EXTRACTED TEXT:
+ + + + + + +

The finite element models included the incident bar and transmission bar of the split SHTB apparatus and the composite specimen as shown in Figure 8. As shown in Figure 7 and Figure 8, all the mentioned parts have the same size as those in the experiment. The incident bar and transmission bar were assumed to be an isotropic elastic body which has the mechanical parameters of steel. The interaction between the yarns and the equivalent resin was defined as “Tie”; the surface of the equivalent resin was the master surface while the surface of the yarns was the slave surface. Meanwhile, the composite sample was tied to the incident bar and the transmission bar. The original impact stress wave in the incident bar was inputted as the initial loading condition. Figure 9 shows the initial stress wave of 2407/s along the 0° direction. On the assumption of the perfect bonding between yarns and the equivalent resin, the elements of the yarns and the resin shared the same nodes and surface in the mesh. The bars and the yarns were meshed with a C3D8R hexahedron solid element, while the equivalent resin was meshed with a C3D4 tetrahedron solid element. The mesh schemes of the CWK composite along the three directions (0°, 90° and 45°) can be seen in Figure 10. The total element numbers of the three directions (0°, 90° and 45°) are 47399, 121650 and 59071, respectively. For the 45° direction, because of the special angle of the warp yarn and the weft yarn and the difficulty to mesh the yarns, a C3D4 solid element was adopted. For the 0° and 90° direction, the element type and size were the same. The global coordinate ( $x - y - z$ ) of the homogenized, knitted component (the so called ‘equivalent resin’) was in the wale, course and thickness direction of the knitted structures, respectively. The local coordinates ( $1 - 2 - 3$ ) of the equivalent resin was defined as always along the warp, the weft and the thickness direction of the CWK composite.

Figure 8.

Sketch diagrams of the SHTB apparatus with the composite sample: (a) sketch diagram of the SHTB apparatus; (b) connection among the composite coupon, the incident bar and the transmission bar; (c) principle of the SHTB apparatus testing, positions of strain gages and stress wave propagation; and (d) photograph of the connections of the sample with the bars, left: front view, right: top view.

Figure 9.

Initial stress wave of 2407/s along the 0° direction.

Figure 10.

Mesh scheme of each component in three directions: (a) warp direction (0°), diagonal direction (45°) and (c) weft direction (90°).

In addition, the mesh sensitivity was not investigated in the current study. For the calculations along the 0° and 90° directions, the mesh schemes were the same. The C3D8R element was used for meshing. For the calculations along 45°, owing to the shape irregularity of the resins and fibers, the C3D4 element was used. The current mesh scheme satisfied the required precision.

+ + + + + + +

RECORDS SUPPLIED:

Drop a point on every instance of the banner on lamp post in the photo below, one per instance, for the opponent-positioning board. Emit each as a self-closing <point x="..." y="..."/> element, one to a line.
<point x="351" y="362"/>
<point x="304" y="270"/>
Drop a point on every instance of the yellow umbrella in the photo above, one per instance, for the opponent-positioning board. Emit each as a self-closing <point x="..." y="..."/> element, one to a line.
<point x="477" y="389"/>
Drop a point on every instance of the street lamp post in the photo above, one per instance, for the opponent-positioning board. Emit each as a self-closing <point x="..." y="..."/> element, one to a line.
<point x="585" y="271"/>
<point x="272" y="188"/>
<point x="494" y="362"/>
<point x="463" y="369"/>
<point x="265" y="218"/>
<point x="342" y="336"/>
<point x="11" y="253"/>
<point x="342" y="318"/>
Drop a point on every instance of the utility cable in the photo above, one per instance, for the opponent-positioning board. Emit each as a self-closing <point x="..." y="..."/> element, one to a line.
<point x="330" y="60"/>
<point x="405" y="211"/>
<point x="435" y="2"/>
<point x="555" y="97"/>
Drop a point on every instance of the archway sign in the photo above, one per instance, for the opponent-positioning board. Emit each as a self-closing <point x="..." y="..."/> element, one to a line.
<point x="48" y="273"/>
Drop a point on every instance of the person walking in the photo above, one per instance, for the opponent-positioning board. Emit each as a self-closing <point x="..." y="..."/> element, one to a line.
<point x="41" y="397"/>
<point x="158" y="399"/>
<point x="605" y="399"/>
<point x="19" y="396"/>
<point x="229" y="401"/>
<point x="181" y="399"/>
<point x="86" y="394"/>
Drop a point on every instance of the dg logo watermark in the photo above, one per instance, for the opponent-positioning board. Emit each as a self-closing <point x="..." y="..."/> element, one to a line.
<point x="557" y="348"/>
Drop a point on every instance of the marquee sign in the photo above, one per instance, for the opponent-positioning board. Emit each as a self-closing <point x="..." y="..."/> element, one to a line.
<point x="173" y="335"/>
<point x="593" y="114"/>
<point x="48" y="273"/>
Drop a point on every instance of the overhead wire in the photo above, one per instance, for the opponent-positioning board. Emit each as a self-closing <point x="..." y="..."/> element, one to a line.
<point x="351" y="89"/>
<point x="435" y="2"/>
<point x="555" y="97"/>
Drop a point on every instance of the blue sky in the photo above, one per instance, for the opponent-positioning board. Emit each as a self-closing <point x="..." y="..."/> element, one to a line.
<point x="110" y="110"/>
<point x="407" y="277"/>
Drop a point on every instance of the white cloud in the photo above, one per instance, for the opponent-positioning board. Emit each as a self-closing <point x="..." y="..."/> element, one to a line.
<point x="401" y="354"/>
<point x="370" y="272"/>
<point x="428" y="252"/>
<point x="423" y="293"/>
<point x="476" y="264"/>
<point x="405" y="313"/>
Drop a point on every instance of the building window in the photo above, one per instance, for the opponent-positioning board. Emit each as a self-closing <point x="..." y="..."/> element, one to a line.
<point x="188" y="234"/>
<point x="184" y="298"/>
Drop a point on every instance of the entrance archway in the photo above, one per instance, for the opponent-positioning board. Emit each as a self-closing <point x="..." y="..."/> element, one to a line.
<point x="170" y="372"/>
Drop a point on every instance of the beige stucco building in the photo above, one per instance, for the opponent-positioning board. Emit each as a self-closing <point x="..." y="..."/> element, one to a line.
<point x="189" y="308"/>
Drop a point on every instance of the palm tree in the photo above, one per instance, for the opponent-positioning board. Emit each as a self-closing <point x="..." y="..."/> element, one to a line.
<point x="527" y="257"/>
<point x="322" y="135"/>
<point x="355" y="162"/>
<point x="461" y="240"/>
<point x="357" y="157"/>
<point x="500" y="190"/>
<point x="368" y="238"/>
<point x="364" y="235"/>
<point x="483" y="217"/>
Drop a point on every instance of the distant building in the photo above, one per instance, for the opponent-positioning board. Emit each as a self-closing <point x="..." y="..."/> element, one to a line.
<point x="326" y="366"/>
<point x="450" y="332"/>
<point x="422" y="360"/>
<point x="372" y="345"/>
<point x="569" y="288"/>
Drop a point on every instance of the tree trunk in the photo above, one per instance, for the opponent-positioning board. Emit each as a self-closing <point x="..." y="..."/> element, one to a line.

+ + + + + + +

WRITTEN EXERCISE: Reproduce the stretch of the finite element modeling text from "Sketch diagrams of" through "right: top view.".

THE OUTPUT:
Sketch diagrams of the SHTB apparatus with the composite sample: (a) sketch diagram of the SHTB apparatus; (b) connection among the composite coupon, the incident bar and the transmission bar; (c) principle of the SHTB apparatus testing, positions of strain gages and stress wave propagation; and (d) photograph of the connections of the sample with the bars, left: front view, right: top view.